### WHAT IS NEEDED
Extract precisely the lines that run from the line containing "Where can you spot the sky" to the end of the records below, with both ends included and pictures omitted.

[Image point annotation entries]
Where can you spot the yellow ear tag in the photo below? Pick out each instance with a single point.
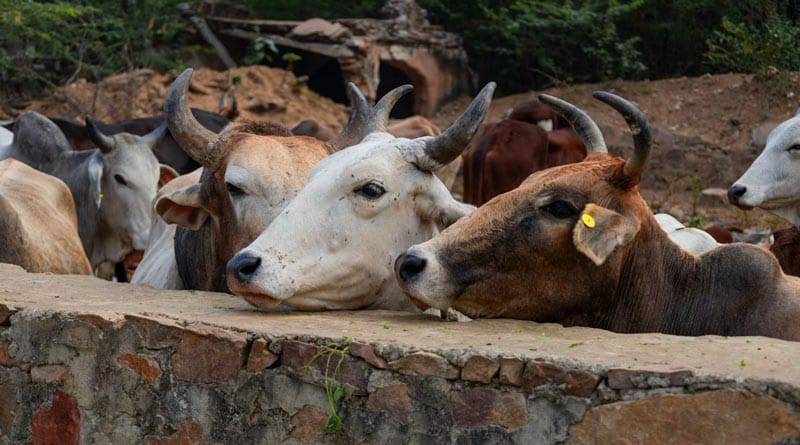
(588, 221)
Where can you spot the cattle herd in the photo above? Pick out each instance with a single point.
(290, 219)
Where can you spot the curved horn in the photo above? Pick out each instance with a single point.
(353, 132)
(105, 143)
(642, 137)
(194, 138)
(379, 115)
(152, 138)
(580, 121)
(442, 149)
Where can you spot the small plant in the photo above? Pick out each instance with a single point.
(335, 392)
(261, 50)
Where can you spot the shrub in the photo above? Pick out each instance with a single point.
(44, 44)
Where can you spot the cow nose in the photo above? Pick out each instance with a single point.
(736, 192)
(244, 266)
(408, 266)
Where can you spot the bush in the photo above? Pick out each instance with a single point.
(528, 44)
(44, 44)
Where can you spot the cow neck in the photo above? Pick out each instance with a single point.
(663, 289)
(72, 168)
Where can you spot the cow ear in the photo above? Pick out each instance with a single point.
(600, 231)
(183, 207)
(166, 174)
(96, 180)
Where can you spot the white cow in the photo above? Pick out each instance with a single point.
(773, 180)
(334, 245)
(690, 239)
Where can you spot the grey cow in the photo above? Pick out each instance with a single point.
(113, 185)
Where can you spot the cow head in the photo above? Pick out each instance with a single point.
(250, 172)
(124, 181)
(543, 250)
(773, 180)
(334, 245)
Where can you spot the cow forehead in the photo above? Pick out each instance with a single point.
(377, 155)
(784, 134)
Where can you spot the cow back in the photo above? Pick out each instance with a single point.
(38, 223)
(503, 156)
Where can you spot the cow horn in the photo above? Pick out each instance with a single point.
(642, 137)
(194, 138)
(443, 149)
(105, 143)
(580, 121)
(379, 115)
(152, 138)
(353, 132)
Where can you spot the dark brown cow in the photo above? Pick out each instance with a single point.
(532, 138)
(578, 245)
(786, 249)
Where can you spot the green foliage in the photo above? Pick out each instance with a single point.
(741, 47)
(532, 43)
(47, 43)
(303, 9)
(335, 392)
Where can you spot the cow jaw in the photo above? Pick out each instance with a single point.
(772, 182)
(334, 245)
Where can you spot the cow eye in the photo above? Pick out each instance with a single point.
(120, 180)
(234, 190)
(371, 191)
(561, 209)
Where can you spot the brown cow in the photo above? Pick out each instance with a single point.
(250, 173)
(578, 245)
(38, 222)
(532, 138)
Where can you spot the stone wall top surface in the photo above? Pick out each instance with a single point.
(756, 358)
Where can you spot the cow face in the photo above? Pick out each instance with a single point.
(247, 188)
(334, 245)
(541, 251)
(123, 185)
(773, 180)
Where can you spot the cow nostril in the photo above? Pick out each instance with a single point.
(409, 266)
(244, 266)
(736, 192)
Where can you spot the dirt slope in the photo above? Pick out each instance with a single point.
(263, 94)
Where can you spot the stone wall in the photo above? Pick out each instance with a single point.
(86, 361)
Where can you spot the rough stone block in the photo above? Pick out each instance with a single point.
(425, 364)
(511, 370)
(208, 355)
(260, 358)
(573, 382)
(142, 365)
(58, 423)
(480, 369)
(715, 417)
(478, 407)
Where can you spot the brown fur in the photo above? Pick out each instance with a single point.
(38, 222)
(510, 150)
(265, 150)
(511, 258)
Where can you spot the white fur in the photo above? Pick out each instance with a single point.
(332, 248)
(773, 180)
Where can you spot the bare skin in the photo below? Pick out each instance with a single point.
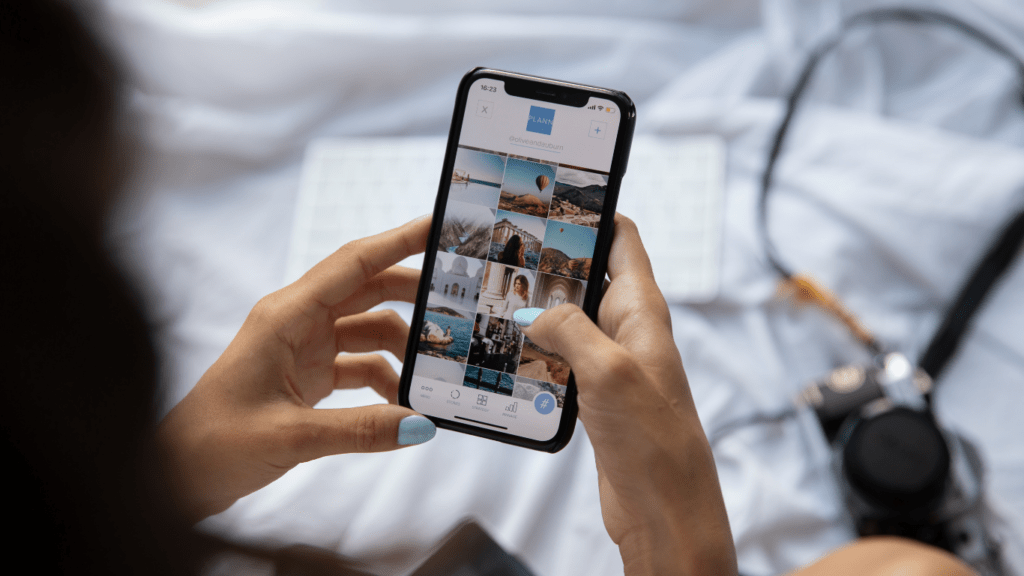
(887, 557)
(251, 418)
(659, 493)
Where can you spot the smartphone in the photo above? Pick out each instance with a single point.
(523, 218)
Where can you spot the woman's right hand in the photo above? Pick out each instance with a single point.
(660, 499)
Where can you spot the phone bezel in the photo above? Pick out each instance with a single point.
(555, 91)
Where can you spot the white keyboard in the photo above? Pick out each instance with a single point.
(673, 190)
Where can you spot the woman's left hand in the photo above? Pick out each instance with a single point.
(251, 418)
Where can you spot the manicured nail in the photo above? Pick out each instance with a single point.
(415, 429)
(525, 317)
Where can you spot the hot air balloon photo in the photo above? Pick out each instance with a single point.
(579, 197)
(527, 187)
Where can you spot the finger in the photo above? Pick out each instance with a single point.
(633, 301)
(309, 434)
(628, 256)
(372, 331)
(592, 355)
(370, 370)
(394, 284)
(341, 274)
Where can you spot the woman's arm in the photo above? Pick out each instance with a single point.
(251, 418)
(659, 493)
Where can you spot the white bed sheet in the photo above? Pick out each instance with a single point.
(899, 169)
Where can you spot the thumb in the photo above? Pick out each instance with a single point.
(367, 428)
(570, 333)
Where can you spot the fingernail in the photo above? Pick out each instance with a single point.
(525, 317)
(415, 429)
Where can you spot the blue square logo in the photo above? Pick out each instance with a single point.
(541, 120)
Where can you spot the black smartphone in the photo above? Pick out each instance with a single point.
(523, 218)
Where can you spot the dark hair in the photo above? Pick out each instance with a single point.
(510, 255)
(524, 280)
(79, 412)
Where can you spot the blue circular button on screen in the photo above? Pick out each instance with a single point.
(545, 403)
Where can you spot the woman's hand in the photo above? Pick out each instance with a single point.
(250, 418)
(659, 494)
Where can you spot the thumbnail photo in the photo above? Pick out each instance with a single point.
(436, 369)
(506, 289)
(466, 230)
(527, 388)
(496, 343)
(481, 378)
(526, 188)
(446, 333)
(517, 240)
(539, 364)
(579, 197)
(456, 282)
(477, 177)
(567, 249)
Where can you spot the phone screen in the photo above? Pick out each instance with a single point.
(520, 224)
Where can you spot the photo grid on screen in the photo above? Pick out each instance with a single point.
(517, 233)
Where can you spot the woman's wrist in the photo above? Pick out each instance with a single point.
(660, 548)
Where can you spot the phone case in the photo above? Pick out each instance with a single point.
(598, 264)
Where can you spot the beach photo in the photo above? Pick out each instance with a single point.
(466, 230)
(456, 282)
(440, 370)
(552, 290)
(567, 249)
(527, 188)
(506, 289)
(476, 177)
(445, 334)
(496, 343)
(579, 197)
(540, 364)
(516, 240)
(483, 379)
(527, 388)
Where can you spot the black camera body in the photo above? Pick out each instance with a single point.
(900, 471)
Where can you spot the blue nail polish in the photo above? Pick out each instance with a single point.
(415, 429)
(525, 317)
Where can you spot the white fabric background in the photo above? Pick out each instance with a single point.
(902, 164)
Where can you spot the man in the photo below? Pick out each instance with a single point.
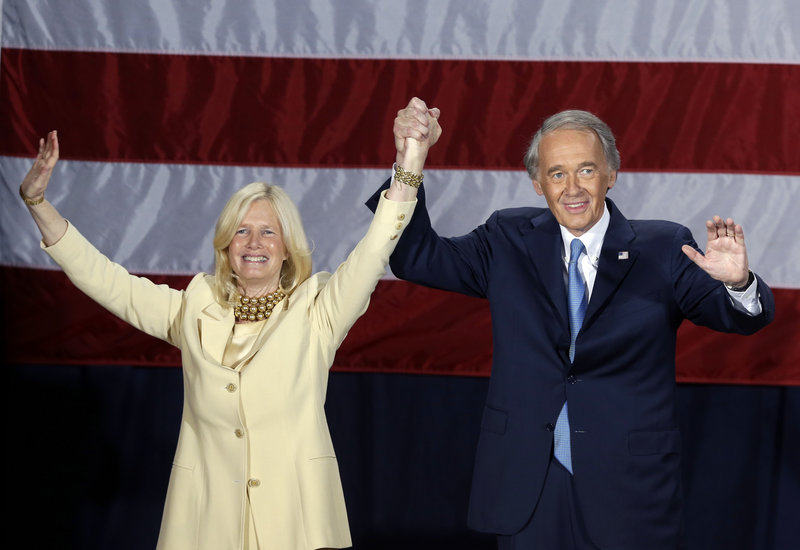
(579, 445)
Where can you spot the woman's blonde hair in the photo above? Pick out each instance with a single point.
(297, 266)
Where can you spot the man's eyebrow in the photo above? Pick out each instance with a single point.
(560, 168)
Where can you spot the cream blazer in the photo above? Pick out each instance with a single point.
(260, 430)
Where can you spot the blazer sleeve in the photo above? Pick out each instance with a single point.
(459, 264)
(345, 296)
(151, 308)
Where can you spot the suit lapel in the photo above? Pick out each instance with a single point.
(215, 325)
(545, 245)
(266, 330)
(616, 258)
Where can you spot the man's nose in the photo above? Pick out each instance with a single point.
(254, 241)
(571, 185)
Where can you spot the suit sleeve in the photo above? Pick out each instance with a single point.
(706, 302)
(459, 264)
(151, 308)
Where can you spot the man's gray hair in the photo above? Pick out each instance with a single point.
(573, 120)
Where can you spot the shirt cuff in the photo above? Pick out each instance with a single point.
(746, 301)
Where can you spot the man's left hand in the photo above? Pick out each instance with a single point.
(726, 255)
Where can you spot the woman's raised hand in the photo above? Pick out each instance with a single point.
(35, 182)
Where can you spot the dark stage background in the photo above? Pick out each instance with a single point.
(88, 454)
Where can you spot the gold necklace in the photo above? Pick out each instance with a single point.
(256, 308)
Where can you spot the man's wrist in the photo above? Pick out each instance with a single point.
(745, 286)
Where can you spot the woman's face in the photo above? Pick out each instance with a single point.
(257, 251)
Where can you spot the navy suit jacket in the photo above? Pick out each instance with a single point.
(620, 386)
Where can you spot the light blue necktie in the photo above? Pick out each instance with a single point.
(576, 297)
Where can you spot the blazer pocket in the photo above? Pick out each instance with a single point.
(654, 443)
(494, 420)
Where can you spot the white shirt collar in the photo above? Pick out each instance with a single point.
(592, 239)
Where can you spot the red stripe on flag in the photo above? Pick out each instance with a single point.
(407, 329)
(339, 112)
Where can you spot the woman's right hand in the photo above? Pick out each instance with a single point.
(416, 129)
(35, 182)
(51, 224)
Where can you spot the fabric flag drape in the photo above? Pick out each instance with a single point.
(165, 107)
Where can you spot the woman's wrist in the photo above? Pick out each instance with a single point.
(30, 201)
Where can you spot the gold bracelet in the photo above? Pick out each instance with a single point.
(30, 202)
(409, 178)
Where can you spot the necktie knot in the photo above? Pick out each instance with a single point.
(576, 248)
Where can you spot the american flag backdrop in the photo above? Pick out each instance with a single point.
(165, 107)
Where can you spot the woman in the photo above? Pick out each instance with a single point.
(254, 465)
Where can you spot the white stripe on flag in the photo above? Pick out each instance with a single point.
(751, 31)
(157, 218)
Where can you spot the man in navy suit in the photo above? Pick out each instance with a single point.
(579, 445)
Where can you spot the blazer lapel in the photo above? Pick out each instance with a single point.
(215, 325)
(616, 259)
(266, 330)
(544, 243)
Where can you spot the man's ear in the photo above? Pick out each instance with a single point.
(612, 179)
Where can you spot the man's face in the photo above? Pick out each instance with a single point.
(574, 177)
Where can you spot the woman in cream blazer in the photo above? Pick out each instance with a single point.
(254, 466)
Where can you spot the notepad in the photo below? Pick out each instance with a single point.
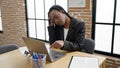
(83, 62)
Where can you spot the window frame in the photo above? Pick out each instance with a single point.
(94, 23)
(45, 20)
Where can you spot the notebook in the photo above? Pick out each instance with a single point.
(83, 62)
(38, 46)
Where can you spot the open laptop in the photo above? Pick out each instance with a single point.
(40, 47)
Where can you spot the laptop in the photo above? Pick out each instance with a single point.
(38, 46)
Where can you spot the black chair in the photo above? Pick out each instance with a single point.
(7, 48)
(89, 46)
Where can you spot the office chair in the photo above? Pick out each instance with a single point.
(7, 48)
(89, 46)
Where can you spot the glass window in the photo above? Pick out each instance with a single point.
(39, 7)
(105, 11)
(118, 12)
(37, 16)
(30, 9)
(48, 4)
(103, 37)
(117, 40)
(40, 25)
(31, 28)
(0, 21)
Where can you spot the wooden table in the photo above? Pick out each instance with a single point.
(14, 59)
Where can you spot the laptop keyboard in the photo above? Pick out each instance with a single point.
(56, 54)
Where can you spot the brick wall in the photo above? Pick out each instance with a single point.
(14, 22)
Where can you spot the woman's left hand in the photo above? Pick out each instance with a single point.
(57, 44)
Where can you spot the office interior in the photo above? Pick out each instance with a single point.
(100, 17)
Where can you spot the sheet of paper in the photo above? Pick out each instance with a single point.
(83, 62)
(23, 49)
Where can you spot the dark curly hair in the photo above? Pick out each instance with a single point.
(60, 9)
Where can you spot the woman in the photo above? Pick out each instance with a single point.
(65, 32)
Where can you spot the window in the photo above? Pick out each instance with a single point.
(0, 21)
(37, 17)
(106, 14)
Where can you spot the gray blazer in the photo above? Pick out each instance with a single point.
(75, 37)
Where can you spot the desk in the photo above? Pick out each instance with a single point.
(14, 59)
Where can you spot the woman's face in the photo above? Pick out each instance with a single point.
(57, 17)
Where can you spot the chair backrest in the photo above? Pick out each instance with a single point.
(7, 48)
(89, 45)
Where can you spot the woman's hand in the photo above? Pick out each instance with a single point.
(57, 44)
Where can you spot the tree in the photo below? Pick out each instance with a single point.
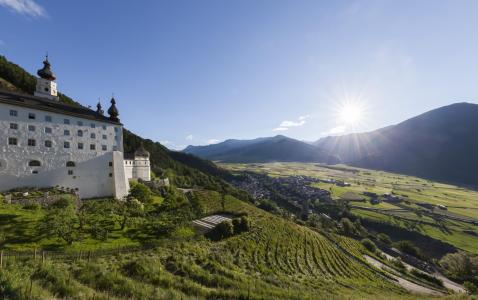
(223, 230)
(61, 222)
(347, 227)
(141, 192)
(460, 265)
(408, 248)
(241, 224)
(367, 243)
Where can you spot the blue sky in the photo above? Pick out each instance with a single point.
(197, 72)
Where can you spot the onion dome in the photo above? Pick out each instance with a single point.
(113, 111)
(46, 72)
(141, 152)
(99, 109)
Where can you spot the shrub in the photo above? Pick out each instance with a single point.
(408, 248)
(383, 238)
(347, 227)
(367, 243)
(241, 224)
(426, 277)
(397, 263)
(470, 288)
(460, 265)
(223, 230)
(141, 192)
(32, 206)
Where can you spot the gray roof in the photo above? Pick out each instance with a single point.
(54, 106)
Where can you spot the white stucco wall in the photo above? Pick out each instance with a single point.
(92, 175)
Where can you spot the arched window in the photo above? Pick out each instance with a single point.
(34, 163)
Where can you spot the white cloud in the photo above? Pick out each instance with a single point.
(292, 123)
(280, 129)
(336, 130)
(285, 125)
(25, 7)
(212, 141)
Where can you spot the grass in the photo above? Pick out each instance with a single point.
(459, 201)
(276, 259)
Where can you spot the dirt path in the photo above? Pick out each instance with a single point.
(408, 285)
(457, 288)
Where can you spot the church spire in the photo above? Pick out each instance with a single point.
(46, 72)
(99, 109)
(113, 111)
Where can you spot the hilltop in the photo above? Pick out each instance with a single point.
(277, 148)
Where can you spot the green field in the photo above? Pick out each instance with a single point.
(460, 202)
(276, 259)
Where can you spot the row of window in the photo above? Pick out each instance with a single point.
(66, 132)
(32, 142)
(32, 116)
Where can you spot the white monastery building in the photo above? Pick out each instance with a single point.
(47, 143)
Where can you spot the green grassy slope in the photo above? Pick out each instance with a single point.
(277, 259)
(459, 201)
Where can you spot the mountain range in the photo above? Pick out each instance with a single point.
(441, 144)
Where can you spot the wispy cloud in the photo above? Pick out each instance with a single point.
(25, 7)
(212, 141)
(285, 125)
(336, 130)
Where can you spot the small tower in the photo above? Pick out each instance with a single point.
(113, 111)
(99, 109)
(46, 85)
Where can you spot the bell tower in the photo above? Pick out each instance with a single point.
(46, 85)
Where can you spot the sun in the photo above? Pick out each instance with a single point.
(350, 113)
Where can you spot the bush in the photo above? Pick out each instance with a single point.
(241, 224)
(367, 243)
(408, 248)
(32, 206)
(470, 288)
(141, 192)
(223, 230)
(426, 277)
(383, 238)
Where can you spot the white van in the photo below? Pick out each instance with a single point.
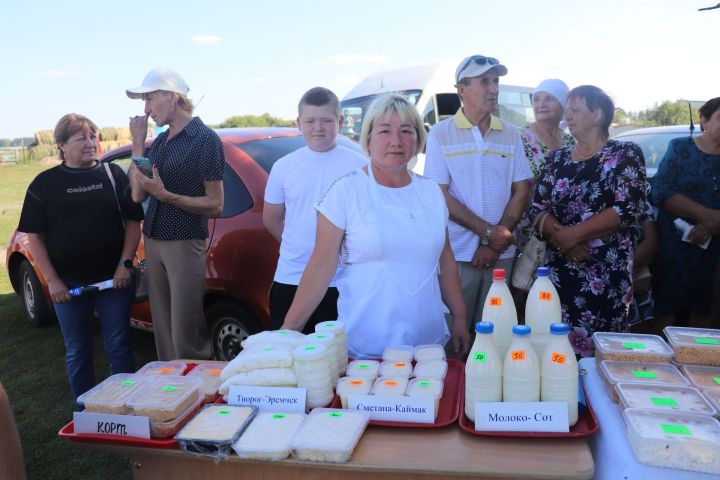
(431, 88)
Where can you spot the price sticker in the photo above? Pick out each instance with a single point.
(545, 296)
(558, 358)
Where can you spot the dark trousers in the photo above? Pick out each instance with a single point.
(281, 297)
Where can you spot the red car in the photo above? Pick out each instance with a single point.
(242, 255)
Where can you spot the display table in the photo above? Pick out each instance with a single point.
(390, 454)
(614, 458)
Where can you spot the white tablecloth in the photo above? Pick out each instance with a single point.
(614, 458)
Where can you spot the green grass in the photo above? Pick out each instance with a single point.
(32, 368)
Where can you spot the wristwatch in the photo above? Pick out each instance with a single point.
(485, 241)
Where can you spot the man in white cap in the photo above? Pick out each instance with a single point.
(479, 162)
(185, 187)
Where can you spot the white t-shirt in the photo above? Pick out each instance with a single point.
(299, 180)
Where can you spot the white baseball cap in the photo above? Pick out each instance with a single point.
(159, 79)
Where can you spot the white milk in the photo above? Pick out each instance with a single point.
(483, 370)
(521, 369)
(499, 309)
(559, 371)
(542, 309)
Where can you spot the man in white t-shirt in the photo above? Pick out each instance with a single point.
(297, 182)
(480, 164)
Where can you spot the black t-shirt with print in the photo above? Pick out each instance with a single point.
(76, 211)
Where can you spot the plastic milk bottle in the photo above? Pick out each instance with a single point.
(542, 309)
(521, 370)
(559, 371)
(499, 309)
(483, 370)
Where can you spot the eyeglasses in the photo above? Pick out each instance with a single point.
(478, 60)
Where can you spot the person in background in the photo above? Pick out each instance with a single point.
(480, 164)
(185, 189)
(593, 195)
(388, 226)
(74, 218)
(687, 186)
(296, 183)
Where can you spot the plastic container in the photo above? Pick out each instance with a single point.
(521, 369)
(352, 386)
(426, 387)
(499, 309)
(163, 368)
(671, 398)
(268, 436)
(698, 346)
(436, 369)
(112, 394)
(165, 398)
(395, 369)
(613, 373)
(329, 435)
(631, 347)
(674, 440)
(399, 353)
(483, 370)
(422, 353)
(210, 375)
(542, 309)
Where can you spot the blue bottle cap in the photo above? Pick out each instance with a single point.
(484, 327)
(559, 328)
(521, 330)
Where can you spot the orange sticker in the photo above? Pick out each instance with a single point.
(558, 358)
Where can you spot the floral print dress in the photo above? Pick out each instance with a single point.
(595, 294)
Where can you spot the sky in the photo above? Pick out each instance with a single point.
(243, 57)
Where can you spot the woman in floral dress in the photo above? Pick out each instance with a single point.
(593, 195)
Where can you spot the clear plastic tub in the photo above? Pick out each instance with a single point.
(698, 346)
(664, 397)
(399, 353)
(429, 352)
(112, 394)
(214, 429)
(674, 440)
(165, 398)
(631, 372)
(268, 436)
(329, 435)
(163, 368)
(631, 347)
(431, 369)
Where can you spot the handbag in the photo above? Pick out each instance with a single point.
(139, 270)
(531, 257)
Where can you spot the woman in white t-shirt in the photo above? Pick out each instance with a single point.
(388, 226)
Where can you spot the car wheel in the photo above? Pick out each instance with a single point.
(230, 325)
(37, 310)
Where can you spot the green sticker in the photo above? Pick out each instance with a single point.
(663, 402)
(676, 429)
(480, 356)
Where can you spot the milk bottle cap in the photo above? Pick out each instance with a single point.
(559, 328)
(521, 330)
(484, 327)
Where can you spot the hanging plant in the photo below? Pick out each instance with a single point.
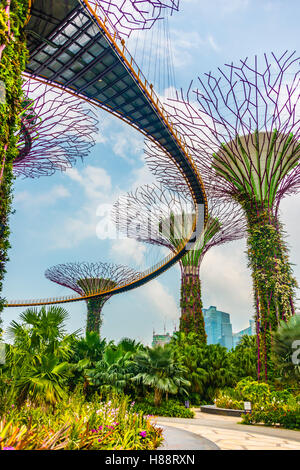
(13, 56)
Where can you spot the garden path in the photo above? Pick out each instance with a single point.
(228, 434)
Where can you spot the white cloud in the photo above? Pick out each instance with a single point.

### RESULT BELOW
Where can you spot the sky in the photo above? Pick out each instance with a single point.
(243, 57)
Where can you spot the woman in floral dress in the photo above? Pick out each instance with a single point.
(593, 195)
Where can you spot the clear plastic tub in the photo above? Pick out each instance with a single point.
(698, 346)
(664, 397)
(399, 353)
(429, 352)
(112, 394)
(214, 429)
(674, 440)
(165, 398)
(631, 372)
(268, 436)
(329, 435)
(163, 368)
(631, 347)
(431, 369)
Where can you spot the handbag in the photo above? Pick out each instance with a single point.
(139, 270)
(531, 257)
Where can you spot the woman in white t-shirt in the photo above? Pick out each instance with a single point.
(388, 226)
Where can you spot the car wheel in the photo above? Pick out each instance with a single point.
(230, 325)
(37, 310)
Where can you spot the green sticker in the photo above? Pick out each instance with a single point.
(663, 402)
(676, 429)
(480, 356)
Where can you spot the milk bottle cap in the photo above? Pick out each instance with a single point.
(559, 328)
(521, 330)
(484, 327)
Where can you spot the hanging plant in the photo below? Pick out each instance with a single point.
(13, 56)
Where can you spot the garden path in the photo above? Pick out each instance with a single point.
(228, 434)
Where can you spot the white cloud in the photo above? Pick out each instance with a single point.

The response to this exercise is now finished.